**What the task asks**
Rewrite the part of the entries that opens with the line containing "Highlight the utility" and closes with the line containing "237,113,280,151", adding 93 to every coordinate in each answer box. Keep every other line and all other text unchanged, including the sample coordinates in the format instructions.

**Collection entries**
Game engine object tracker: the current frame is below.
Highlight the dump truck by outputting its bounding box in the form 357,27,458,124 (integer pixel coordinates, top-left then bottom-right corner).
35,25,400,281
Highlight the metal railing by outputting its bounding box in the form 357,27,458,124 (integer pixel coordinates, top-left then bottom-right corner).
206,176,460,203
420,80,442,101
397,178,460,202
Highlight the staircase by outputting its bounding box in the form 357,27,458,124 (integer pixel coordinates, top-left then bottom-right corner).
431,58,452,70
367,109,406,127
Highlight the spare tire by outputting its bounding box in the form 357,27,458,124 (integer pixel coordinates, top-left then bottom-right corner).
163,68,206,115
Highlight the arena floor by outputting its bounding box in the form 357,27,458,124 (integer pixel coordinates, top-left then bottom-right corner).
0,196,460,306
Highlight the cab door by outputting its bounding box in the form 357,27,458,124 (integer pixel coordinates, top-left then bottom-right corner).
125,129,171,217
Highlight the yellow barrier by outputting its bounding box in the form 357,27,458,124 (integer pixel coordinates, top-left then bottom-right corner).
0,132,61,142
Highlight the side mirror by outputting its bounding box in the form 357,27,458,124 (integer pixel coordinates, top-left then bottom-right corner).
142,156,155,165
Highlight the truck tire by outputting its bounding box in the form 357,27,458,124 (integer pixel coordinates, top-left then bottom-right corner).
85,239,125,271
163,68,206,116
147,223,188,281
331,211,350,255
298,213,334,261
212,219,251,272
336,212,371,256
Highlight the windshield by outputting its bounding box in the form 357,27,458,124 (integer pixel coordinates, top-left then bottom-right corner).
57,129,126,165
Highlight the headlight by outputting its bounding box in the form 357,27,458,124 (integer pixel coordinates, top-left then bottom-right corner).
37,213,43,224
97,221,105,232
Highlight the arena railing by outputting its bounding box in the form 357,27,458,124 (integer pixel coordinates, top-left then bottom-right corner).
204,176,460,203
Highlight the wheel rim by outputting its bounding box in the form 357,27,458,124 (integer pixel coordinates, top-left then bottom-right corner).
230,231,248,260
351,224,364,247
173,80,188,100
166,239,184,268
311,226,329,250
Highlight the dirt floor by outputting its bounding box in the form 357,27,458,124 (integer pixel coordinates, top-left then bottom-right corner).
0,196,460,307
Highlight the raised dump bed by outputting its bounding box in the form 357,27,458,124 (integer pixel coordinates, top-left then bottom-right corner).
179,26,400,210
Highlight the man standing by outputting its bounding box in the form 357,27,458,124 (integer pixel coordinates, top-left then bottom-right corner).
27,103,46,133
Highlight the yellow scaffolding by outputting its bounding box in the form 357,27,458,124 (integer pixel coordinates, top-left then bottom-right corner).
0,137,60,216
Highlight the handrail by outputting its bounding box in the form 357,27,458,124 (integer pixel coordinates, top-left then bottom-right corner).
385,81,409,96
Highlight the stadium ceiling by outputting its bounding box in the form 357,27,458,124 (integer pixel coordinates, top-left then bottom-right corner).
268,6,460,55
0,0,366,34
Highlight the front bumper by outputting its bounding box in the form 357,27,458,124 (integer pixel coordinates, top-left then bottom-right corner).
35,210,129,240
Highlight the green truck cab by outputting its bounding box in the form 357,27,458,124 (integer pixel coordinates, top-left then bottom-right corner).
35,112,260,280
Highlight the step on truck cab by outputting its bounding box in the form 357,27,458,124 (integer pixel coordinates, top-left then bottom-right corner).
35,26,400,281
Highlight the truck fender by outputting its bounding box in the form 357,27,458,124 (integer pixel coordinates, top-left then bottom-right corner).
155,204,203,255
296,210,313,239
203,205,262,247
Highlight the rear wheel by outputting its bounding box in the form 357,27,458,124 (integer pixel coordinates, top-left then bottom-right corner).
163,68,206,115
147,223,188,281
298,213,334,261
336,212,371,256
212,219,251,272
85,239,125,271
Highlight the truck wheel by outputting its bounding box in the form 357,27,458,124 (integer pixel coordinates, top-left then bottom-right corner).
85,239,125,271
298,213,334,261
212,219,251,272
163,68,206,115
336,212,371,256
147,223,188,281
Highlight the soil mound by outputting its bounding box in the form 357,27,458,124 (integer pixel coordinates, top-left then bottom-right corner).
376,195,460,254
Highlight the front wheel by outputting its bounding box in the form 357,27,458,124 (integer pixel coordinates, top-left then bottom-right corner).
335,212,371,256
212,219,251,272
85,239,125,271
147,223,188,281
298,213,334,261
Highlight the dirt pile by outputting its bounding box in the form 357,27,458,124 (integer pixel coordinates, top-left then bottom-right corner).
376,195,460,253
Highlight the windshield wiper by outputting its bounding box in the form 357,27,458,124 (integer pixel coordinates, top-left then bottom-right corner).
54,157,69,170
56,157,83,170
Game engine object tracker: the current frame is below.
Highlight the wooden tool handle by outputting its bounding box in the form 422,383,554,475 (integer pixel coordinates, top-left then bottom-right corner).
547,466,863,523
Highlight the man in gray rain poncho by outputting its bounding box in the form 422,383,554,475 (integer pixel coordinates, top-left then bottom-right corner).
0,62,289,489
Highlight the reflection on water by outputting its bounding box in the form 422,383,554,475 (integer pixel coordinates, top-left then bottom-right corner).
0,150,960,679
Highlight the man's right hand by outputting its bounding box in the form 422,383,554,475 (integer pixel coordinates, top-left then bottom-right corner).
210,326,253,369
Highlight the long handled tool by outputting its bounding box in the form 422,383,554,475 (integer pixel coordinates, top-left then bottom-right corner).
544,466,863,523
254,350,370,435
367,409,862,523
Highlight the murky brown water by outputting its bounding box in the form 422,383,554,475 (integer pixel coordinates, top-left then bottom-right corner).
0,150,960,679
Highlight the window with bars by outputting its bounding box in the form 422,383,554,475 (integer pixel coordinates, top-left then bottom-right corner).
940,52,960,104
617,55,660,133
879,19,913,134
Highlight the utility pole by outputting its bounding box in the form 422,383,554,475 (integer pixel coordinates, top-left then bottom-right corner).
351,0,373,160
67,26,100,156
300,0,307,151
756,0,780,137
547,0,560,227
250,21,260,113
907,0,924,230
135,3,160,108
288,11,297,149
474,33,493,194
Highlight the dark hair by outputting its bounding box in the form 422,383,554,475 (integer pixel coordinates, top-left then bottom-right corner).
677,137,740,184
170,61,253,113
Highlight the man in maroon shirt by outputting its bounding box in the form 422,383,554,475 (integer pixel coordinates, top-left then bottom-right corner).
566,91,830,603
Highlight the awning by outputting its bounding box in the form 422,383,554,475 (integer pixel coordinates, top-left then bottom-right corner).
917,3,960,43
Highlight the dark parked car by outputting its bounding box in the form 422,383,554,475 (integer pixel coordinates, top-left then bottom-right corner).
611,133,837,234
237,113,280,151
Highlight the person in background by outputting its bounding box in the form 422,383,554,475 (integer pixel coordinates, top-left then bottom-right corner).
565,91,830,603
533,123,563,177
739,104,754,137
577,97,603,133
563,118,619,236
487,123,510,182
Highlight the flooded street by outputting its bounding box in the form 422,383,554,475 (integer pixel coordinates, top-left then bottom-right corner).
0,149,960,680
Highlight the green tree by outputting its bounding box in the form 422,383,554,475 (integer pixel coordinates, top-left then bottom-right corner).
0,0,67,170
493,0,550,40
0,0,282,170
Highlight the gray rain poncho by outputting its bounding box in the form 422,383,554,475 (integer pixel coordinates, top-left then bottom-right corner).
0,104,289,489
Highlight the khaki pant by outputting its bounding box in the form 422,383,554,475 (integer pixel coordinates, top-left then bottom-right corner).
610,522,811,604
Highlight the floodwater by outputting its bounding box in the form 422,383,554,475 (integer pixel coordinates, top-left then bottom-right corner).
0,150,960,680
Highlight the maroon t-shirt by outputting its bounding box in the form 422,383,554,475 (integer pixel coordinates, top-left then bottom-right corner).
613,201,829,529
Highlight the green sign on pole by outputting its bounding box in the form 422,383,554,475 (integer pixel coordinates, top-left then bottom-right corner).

**The output**
Highlight the utility pole by outputting its bounding box in the form 422,383,554,475 (integer pixel coordinates, top-left then bottom-right corner).
444,93,466,253
160,119,193,249
393,93,400,244
849,93,873,230
640,93,653,320
343,114,353,206
1000,93,1017,323
228,96,253,201
381,104,390,242
567,126,586,287
Highlight the dark hair by outputting its bounding box in the form 422,383,554,475 (integer pixel coordinates, top-left then bottom-right corner).
770,230,833,277
263,154,346,206
Highlight the man in maroon shirt by outputting its bounding box in the form 422,383,554,475 (integer pixel coordinates, top-left then bottom-right corner).
659,184,923,696
Highlight the awning by outputting its bounding box in the form 422,383,554,475 (integer pixel coordinates, top-left then bottom-right corner).
1010,96,1053,136
Highlight the dark parked car by outputting its bounding box in the form 422,383,554,475 (integer pixel coordinates, top-left then bottom-right corner).
704,226,930,327
330,206,373,244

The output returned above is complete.